Exercise description
Rewrite every entry below with "integer pixels" replaced by "whole-number pixel values" and nothing else changed, and leave out the pictures.

= = =

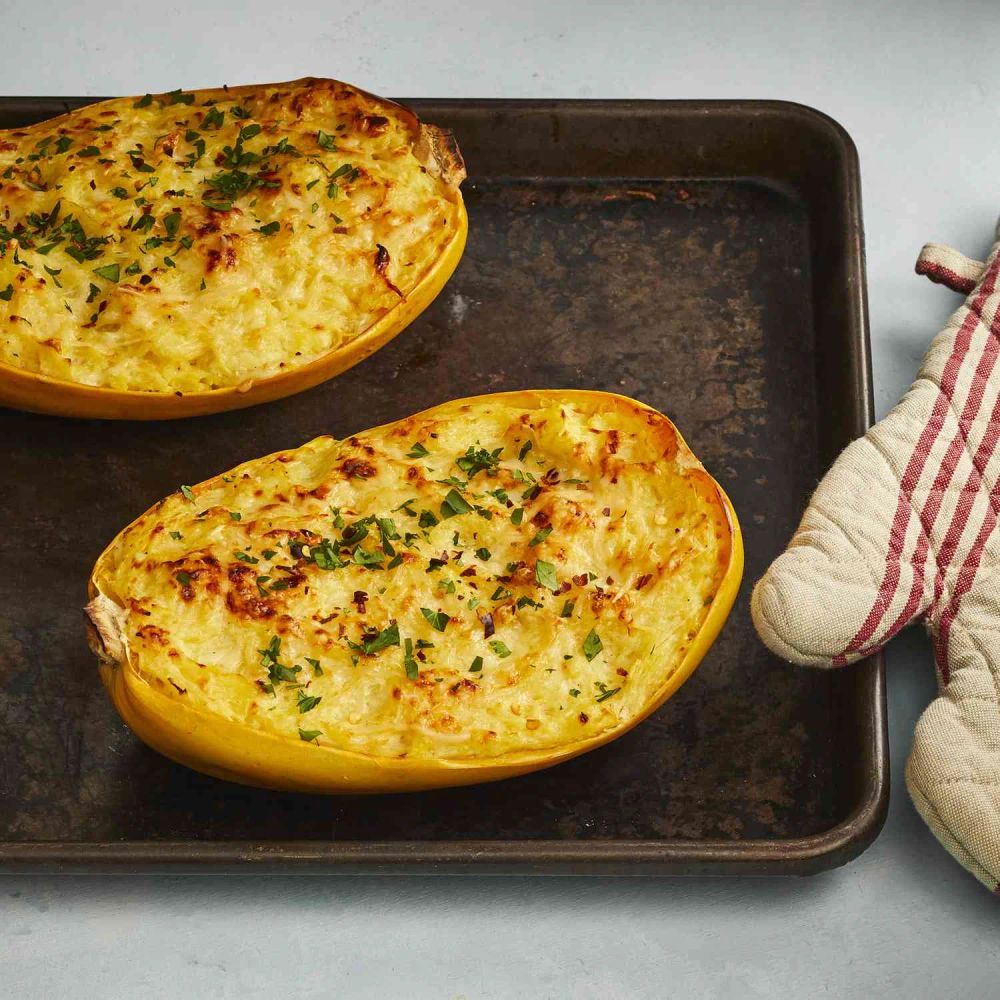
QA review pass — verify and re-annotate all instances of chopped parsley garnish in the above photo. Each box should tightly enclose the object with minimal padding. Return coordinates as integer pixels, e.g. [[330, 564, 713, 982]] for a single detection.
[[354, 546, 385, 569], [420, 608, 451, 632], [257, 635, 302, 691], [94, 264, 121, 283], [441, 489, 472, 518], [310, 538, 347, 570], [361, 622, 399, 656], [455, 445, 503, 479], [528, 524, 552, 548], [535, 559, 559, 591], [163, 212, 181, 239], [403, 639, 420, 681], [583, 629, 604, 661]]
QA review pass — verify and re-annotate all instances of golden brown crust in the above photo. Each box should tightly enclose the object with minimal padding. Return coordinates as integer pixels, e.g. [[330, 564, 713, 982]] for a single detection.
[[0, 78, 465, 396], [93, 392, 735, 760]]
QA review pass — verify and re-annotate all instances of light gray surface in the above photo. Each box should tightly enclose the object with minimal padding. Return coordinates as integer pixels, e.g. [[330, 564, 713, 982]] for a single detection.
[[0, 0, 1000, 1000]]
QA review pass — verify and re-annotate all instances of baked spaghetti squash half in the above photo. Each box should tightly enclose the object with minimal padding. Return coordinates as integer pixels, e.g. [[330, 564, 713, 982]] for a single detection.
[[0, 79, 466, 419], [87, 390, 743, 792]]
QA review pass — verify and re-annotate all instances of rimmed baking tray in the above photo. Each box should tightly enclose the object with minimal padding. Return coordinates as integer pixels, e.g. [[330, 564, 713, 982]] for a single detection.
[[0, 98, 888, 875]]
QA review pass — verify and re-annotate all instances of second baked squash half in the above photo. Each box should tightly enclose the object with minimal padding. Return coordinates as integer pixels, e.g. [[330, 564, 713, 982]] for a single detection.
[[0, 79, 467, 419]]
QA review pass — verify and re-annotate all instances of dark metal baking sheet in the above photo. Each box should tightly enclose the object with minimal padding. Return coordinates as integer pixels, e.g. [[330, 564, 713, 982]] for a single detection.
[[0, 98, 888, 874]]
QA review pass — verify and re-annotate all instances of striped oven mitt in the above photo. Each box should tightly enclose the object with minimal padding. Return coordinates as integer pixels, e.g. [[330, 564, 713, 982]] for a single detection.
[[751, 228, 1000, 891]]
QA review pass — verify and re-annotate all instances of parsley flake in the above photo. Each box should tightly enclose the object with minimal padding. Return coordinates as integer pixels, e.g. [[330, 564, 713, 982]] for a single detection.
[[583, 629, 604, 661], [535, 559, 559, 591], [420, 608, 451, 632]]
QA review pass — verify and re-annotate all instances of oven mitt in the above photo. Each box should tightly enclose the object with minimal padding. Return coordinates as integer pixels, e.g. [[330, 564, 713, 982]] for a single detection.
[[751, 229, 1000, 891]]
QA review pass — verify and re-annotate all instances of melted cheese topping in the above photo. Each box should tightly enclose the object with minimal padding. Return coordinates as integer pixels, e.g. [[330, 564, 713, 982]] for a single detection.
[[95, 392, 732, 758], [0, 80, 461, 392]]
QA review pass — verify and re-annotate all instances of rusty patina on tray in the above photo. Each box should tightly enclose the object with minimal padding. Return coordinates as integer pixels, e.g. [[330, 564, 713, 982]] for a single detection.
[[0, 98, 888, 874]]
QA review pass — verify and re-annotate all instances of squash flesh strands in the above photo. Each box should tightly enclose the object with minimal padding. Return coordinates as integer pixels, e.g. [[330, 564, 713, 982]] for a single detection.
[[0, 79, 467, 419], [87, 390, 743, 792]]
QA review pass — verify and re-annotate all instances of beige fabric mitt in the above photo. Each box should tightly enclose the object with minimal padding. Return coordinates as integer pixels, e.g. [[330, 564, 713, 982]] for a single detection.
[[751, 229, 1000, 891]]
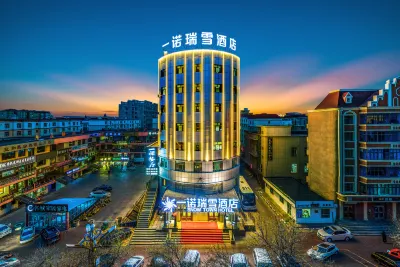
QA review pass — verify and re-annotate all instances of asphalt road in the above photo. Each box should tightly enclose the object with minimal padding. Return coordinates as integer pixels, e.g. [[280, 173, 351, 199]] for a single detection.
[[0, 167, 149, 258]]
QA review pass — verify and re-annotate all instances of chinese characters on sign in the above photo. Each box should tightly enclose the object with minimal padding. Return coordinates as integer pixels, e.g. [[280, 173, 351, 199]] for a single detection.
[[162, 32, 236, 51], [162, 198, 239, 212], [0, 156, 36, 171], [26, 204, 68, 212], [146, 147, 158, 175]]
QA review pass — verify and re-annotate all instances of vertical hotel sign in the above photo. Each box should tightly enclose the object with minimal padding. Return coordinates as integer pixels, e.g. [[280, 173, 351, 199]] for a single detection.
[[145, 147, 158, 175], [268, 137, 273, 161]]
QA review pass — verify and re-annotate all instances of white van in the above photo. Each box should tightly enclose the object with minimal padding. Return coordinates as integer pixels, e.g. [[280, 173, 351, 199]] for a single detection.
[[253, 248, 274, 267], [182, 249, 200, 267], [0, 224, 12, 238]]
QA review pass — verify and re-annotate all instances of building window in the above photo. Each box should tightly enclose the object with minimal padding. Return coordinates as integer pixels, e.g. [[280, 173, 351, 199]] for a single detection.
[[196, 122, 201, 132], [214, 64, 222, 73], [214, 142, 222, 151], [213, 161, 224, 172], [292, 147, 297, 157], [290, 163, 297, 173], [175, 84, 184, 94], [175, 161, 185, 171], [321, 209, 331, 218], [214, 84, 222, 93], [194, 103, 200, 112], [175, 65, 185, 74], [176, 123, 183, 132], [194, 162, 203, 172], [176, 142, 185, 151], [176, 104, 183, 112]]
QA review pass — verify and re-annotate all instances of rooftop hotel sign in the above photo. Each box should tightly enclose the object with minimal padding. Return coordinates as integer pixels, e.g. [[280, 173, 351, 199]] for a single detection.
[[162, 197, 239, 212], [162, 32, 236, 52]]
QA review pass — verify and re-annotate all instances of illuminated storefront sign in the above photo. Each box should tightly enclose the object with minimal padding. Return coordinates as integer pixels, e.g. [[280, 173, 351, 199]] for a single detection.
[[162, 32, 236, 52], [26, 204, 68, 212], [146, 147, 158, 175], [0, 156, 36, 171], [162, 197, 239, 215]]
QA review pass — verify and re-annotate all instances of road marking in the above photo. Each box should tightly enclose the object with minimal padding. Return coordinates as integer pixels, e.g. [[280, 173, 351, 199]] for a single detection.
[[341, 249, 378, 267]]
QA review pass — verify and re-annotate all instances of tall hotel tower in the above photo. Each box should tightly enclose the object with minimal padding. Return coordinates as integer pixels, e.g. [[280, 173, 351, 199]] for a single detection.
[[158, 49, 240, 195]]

= = =

Output
QA review pass — verify and re-annotate all instances of chopped parsley garnish in the above photo. Each box should tightly enclose the object with minimal padding. Return coordinates as whole-number pixel values, e.g. [[330, 564, 713, 982]] for a single detection.
[[354, 546, 385, 569], [420, 608, 451, 632], [257, 635, 302, 691], [94, 264, 121, 283], [441, 489, 472, 518], [310, 538, 347, 570], [361, 622, 399, 656], [455, 445, 503, 479], [528, 524, 552, 548], [535, 559, 559, 591], [163, 212, 181, 239], [403, 639, 420, 681], [583, 629, 604, 661]]
QA review pass — verify and re-annotate all instances of golden brown crust in the above photo. Each box should tightly enclose the object with minimal padding. Return coordinates as whole-number pixel values, e.g. [[330, 564, 713, 982]] for a single detection.
[[0, 78, 465, 396], [93, 392, 735, 760]]
QA review pass — verify and re-annotate all instances of light gray surface in the above photo. Each box should tightly enclose the object with minimal padding. Return coordinates as whole-number pixel values, e.g. [[330, 564, 713, 982]] for a single detection.
[[0, 0, 1000, 1000]]
QA review pass — verify and re-annotate all instances of baked spaghetti squash half in the above photo. Each box should tightly enclose the object with minimal padding. Return coordinates as whole-number pixel values, e.g. [[330, 564, 713, 982]] for a single detection.
[[0, 79, 466, 419], [87, 390, 743, 792]]
QA review pass — verify and re-annotate all instances of rimmed baking tray in the above photo. Each box should tightly enclose the object with minimal padding. Return coordinates as whole-number pixel values, e.g. [[330, 564, 713, 982]] for a single detection.
[[0, 98, 888, 875]]
QA review pass — verify and re-annotate all instances of second baked squash half in the above photo. Each box should tightly enclose the object with minimal padding. Return coordinates as whole-number pixel values, e.g. [[330, 564, 713, 982]] for a single detection.
[[0, 79, 467, 419]]
QA review pass — verify and re-annotate all instances of dark metal baking sheet in the above photo. Each box should tightly enclose the object with minimal padding. Return coordinates as whole-number pixel values, e.g. [[330, 564, 713, 982]] for a single detection.
[[0, 98, 888, 874]]
QA review pass — verify and re-annotate all instances of striped oven mitt in the above photo. Each box should tightly enclose the object with minimal padding. Return coordinates as whole-number pixel values, e.g. [[330, 564, 713, 982]] for a single detection.
[[751, 228, 1000, 891]]
QA review pass — verify and re-annotate all instances of parsley flake in the above photo. Each box should tightly enclose the object with minimal padding. Return coordinates as whole-number pixel values, e.g. [[330, 564, 713, 982]] for a single detection.
[[583, 629, 604, 661], [535, 559, 559, 591], [420, 608, 451, 632]]
QA review pass — verify and re-annotate all instances of oven mitt in the above photo. Each box should tightly enclose the object with minimal padding. Return coordinates as whole-number pixel values, e.g. [[330, 564, 713, 982]] for a single detection.
[[751, 229, 1000, 891]]
QA review pass — verify and re-annotate all instances of melted cheese topping in the above photo. Each box should tightly enclose the object with minimal padding. Return coordinates as whole-number pixel values, e.g. [[330, 564, 713, 982]] for a single detection.
[[95, 392, 732, 758], [0, 80, 461, 392]]
QA review pass — verify and re-annotate all instances of rusty patina on tray in the above photo. Each box should tightly enclose the object with minimal padding. Return coordinates as whole-number pixel values, e.g. [[330, 564, 713, 982]] for a single detection.
[[0, 98, 888, 874]]
QA review pass — verify and re-annotate all instances of squash flesh strands in the above photo. Each box should tightly enclose the object with minimal padding. Return coordinates as whole-number pixel values, e.g. [[330, 564, 713, 982]] for a single detection.
[[0, 79, 467, 419], [87, 390, 743, 792]]
QA review pass — verify and re-annotate all instances of beige fabric mitt in the above photo. Each box should tightly enclose the object with minimal padding. Return coordinates as whole-number pixel values, e.g. [[330, 564, 713, 982]] for a single detection.
[[751, 229, 1000, 891]]
QA review pass — verify and re-annotate all instances of asphalt road in the above photo. Each box should tightly enclose the object with minimal padding. Return coordinates as whole-number pixel values, e.g. [[280, 173, 351, 199]] for a single detection.
[[0, 167, 149, 258]]
QA review pass — verify and re-annotate all instances of chinese characters on sign in the above photo. Each box should tightly enclose the object with minimal padding. Return coordinates as whole-number pixel values, e.g. [[280, 173, 351, 199]] for a single detection.
[[162, 32, 236, 51], [162, 198, 239, 212], [0, 156, 36, 171], [26, 204, 68, 212], [146, 147, 158, 175]]
QA review pass — verify and re-annotate all instances of vertical hotel sign in the above photo. Each box should tightly enclose the object with minimal padding. Return coordinates as whole-number pixel values, e.g. [[280, 173, 351, 199]] for a single detection.
[[145, 147, 158, 175], [268, 137, 273, 161]]
QA review pass — verify and re-annotate all instances of white van in the above photo. Each box should tightly enclose the object with minimal padding. Return coordinates as whole-number pixel values, e.g. [[280, 173, 351, 199]] for a single detection.
[[253, 248, 274, 267], [182, 249, 200, 267], [0, 224, 12, 238]]
QA review pass — verify and re-annotate all instances of building window in the above photo. Each box should tightly enclose the object with minimal padding. Return coordinates as whole-number pixel values, e.g. [[280, 173, 351, 199]] for a single detection.
[[196, 122, 201, 132], [214, 64, 222, 73], [214, 142, 222, 151], [213, 161, 224, 172], [292, 147, 297, 157], [290, 163, 297, 173], [175, 84, 184, 94], [175, 161, 185, 171], [321, 209, 331, 218], [214, 84, 222, 93], [194, 103, 200, 112], [175, 65, 185, 74], [176, 123, 183, 132], [194, 162, 203, 172], [176, 142, 185, 151], [176, 104, 183, 112]]
QA review pass — verify and re-annotate all instances of rooftop hotel sign in the above photo. Each box should tightly enclose the object with minimal padding. Return coordinates as whole-number pixel values, e.g. [[280, 173, 351, 199]] for a single detection.
[[162, 197, 239, 212], [162, 32, 236, 52]]
QA review pass — verify and re-annotate all instances of illuminated storefront sign in the above photo. Each box should tightly enclose the object with minimal padding. Return coordinates as whole-number pixel values, e.g. [[280, 173, 351, 199]] for a single detection.
[[162, 32, 236, 52], [26, 204, 68, 212], [146, 147, 158, 175], [0, 156, 36, 171], [162, 197, 239, 215]]
QA review pass — verify and re-annotate all instances of road marking in the above photo. Each box should tightly enclose the object with minimal padding. Return coordinates as whole-number pixel values, e.g. [[280, 173, 351, 199]] for a single detection.
[[341, 249, 378, 267]]
QA review pass — verify and re-annotate all instances of tall hotel tower in the above photo. Each box should tightly enclose the object with minimal padding. Return coordinates as whole-number pixel values, e.g. [[280, 173, 351, 199]] for a single detection.
[[158, 49, 240, 195]]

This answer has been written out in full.